- _DATA LISTING_
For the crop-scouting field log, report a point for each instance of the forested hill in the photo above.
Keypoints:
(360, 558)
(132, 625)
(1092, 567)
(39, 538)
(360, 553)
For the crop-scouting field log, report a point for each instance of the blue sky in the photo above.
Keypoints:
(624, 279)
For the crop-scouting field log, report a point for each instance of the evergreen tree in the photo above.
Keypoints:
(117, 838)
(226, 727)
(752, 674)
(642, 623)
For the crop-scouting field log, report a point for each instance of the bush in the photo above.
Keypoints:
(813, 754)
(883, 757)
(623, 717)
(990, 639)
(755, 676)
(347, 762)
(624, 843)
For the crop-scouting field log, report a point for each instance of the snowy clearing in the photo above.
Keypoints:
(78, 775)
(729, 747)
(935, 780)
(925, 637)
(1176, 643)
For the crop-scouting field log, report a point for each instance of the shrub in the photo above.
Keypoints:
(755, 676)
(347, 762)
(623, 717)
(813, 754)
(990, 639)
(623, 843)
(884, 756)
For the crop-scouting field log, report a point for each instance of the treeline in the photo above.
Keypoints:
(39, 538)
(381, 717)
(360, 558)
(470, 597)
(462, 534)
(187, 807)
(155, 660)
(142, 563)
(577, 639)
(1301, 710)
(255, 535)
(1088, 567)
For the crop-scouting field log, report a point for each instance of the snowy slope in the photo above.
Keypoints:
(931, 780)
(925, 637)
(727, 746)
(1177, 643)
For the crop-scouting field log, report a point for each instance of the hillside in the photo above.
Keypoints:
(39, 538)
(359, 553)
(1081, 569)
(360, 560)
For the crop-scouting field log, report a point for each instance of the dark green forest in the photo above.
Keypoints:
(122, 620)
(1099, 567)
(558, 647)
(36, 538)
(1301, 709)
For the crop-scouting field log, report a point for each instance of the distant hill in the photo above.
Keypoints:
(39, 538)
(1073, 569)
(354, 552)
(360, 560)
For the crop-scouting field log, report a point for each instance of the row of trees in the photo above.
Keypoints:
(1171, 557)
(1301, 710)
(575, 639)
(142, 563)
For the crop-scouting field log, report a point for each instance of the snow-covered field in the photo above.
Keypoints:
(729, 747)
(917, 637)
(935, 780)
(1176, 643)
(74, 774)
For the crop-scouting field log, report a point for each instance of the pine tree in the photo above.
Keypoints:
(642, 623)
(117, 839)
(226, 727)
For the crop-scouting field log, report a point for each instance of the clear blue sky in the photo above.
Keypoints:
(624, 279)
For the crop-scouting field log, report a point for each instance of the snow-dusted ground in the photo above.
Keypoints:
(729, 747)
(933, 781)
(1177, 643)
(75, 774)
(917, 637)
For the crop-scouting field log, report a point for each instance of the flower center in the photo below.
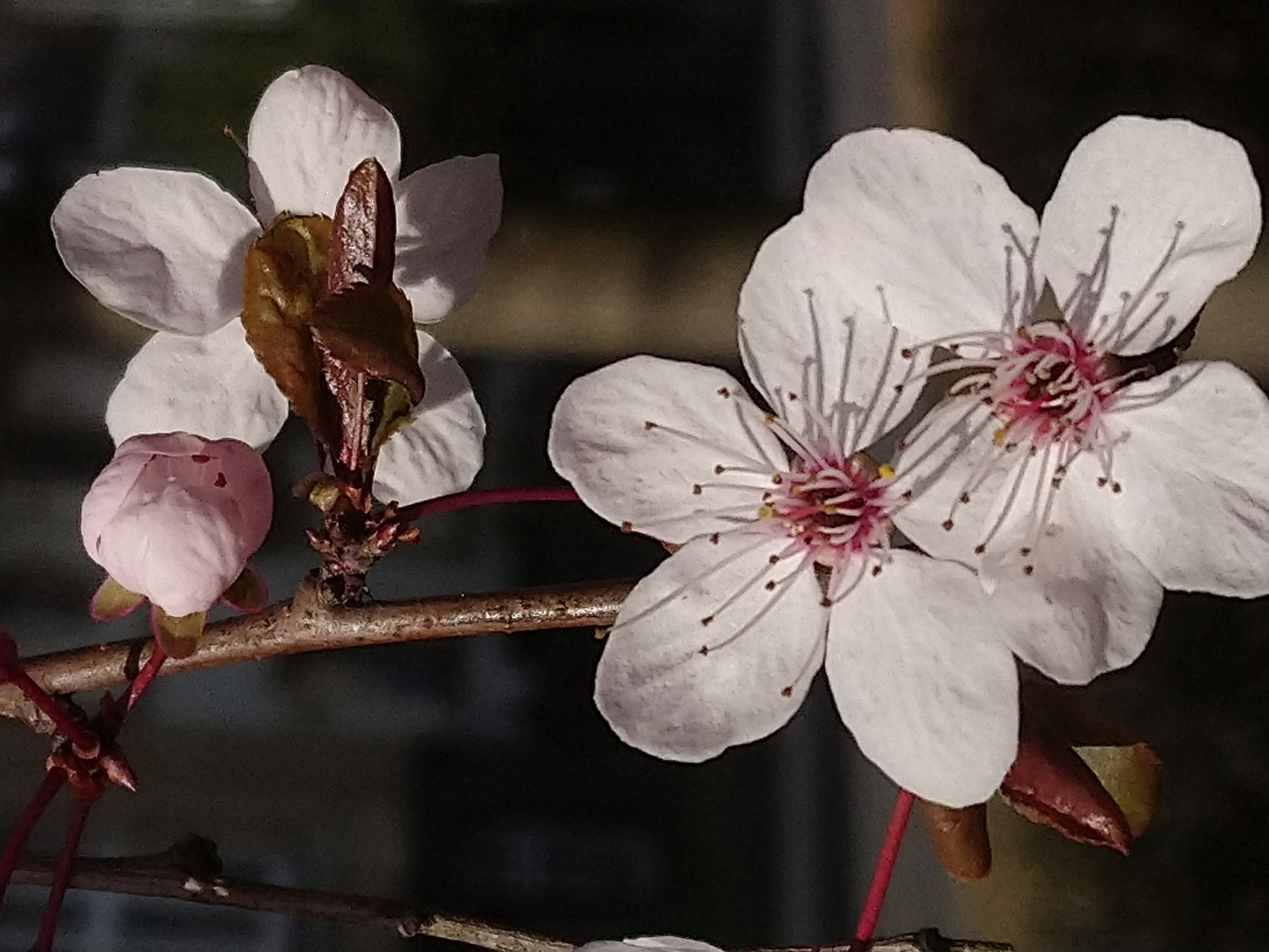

- _AIM OF THE TASK_
Nothing but the lines from the start of the data above through the line with "bush in the photo above." should appear in your answer, copied exactly.

- _WRITTEN RESPONSE_
For the crop-scouting field log, report a point for each instance of the forested hill in the photo above.
Keypoints:
(360, 558)
(132, 625)
(1092, 567)
(39, 538)
(360, 553)
For the crop-scouting field log, report a point for each instance of the blue sky in the photo above.
Keypoints:
(624, 279)
For the crop-scouting field log, report a point for each instance of the evergreen tree in the photo above.
Keypoints:
(117, 838)
(226, 727)
(752, 674)
(642, 623)
For the crop-scouting field log, report a point for each instance of the bush in the photo above.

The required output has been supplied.